Andrew Haigh: Verluste sind ein Teil von uns
Andrew Haigh, Jamie Ramsay am Set von »All of us Strangers« (2023). © 20th Century Studios
»All of Us Strangers«, sein neuer Film, ist zum Weinen schön. Das kommt nicht ganz unerwartet, denn der britische Autorenfilmer Andrew Haigh hat bereits in »Weekend« und »45 Years« ein besonderes Talent für intime Geschichten gezeigt, die ihren Figuren in den Kopf und unter die Haut kriechen
»Weekend«, Andrew Haighs zweiter Spielfilm aus dem Jahr 2011, erzählt, wie eine Zufallsbegegnung und ein gemeinsam verbrachtes Wochenende das Leben zweier junger Männer verändern. In dem vier Jahre später entstandenen Drama »45 Years« droht eine Ehe zu zerbrechen, als ein Rentnerpaar von der Nachricht überrascht wird, dass die Leiche der seit Jahrzehnten verschollenen Jugendliebe des Mannes gefunden wurde. Zwei Geschichten um Beziehungen, um Abschiede und Neuanfänge, die jede für sich und auf ganz unterschiedliche Weise berührten, weil Haigh sie lebensnah und mit großer Ehrlichkeit erzählt. In seinem neuen Werk »All of Us Strangers«, in dem sich ein schwuler Mann mit seinen vor langer Zeit verstorbenen Eltern ausspricht, verschmilzt der 1973 geborene britische Regisseur nun Themen der früheren Filme zu einer Reflexion über nicht artikulierte Liebe, familiäre Bindungen und die Verletzungen, die ein Leben prägen. Und auch über spätes Versöhnen, mit anderen und mit sich selbst, das möglich wird, wenn man sich den Geistern der Vergangenheit stellt. Selten, ganz selten gibt es einen Film, der ins Mark trifft, weil er etwas anspricht, das zutiefst persönlich ist. »All of Us Strangers« ist einer dieser Filme.

···

## AUFGABE STELLEN 1
Beantworte bitte anhand des Texts über Andrew Haigh diese Fragen:
(a) Aus welchem Jahr stammt »All of Us Strangers«?
(b) Welcher Spielfilm von Haigh kam 2011 heraus?
(c) In welchem Jahr wurde Haigh geboren?
Der Text über Andrew Haigh und die Einträge haben nichts miteinander zu tun.

Einträge zur Positionsbestimmung
···

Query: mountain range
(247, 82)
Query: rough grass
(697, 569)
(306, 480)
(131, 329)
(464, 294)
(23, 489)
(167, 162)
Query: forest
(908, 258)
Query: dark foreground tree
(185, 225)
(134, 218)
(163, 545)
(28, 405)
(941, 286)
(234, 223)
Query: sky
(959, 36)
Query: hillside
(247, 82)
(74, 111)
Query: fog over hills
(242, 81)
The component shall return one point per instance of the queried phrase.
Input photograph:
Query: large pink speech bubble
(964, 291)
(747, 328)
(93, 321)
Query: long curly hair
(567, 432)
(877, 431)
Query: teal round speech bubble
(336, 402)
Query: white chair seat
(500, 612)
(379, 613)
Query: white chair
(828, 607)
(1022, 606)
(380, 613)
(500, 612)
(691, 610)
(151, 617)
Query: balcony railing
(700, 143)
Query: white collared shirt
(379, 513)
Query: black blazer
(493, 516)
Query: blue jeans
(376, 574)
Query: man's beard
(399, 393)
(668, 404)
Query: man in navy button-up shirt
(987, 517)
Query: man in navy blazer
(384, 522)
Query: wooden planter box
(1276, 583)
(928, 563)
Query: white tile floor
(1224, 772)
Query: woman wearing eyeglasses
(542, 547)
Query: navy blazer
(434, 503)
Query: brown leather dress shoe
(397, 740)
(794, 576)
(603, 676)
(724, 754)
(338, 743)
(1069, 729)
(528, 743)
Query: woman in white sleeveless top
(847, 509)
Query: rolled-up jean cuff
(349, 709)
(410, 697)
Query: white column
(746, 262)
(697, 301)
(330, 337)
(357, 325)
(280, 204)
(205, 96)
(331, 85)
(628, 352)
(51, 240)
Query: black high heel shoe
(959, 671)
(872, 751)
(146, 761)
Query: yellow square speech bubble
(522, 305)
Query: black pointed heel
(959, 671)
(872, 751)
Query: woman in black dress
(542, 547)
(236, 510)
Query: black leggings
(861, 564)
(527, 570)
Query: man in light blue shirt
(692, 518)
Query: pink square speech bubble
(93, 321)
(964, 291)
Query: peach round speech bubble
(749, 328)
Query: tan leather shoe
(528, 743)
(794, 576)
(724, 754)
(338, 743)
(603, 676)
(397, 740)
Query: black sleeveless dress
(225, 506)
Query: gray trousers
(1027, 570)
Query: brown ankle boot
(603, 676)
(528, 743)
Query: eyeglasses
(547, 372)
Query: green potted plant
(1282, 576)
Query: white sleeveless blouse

···

## AUFGABE STELLEN 2
Liste jede Zeile der Einträge auf, in der die Zeichenfolge „heel“ vorkommt. Groß- und Kleinschreibung zählt.

## VOLLSTÄNDIGE LÖSUNG 1
(a) 2023
(b) »Weekend«, sein zweiter Spielfilm
(c) 1973

## VOLLSTÄNDIGE LÖSUNG 2
Query: black high heel shoe
Query: black pointed heel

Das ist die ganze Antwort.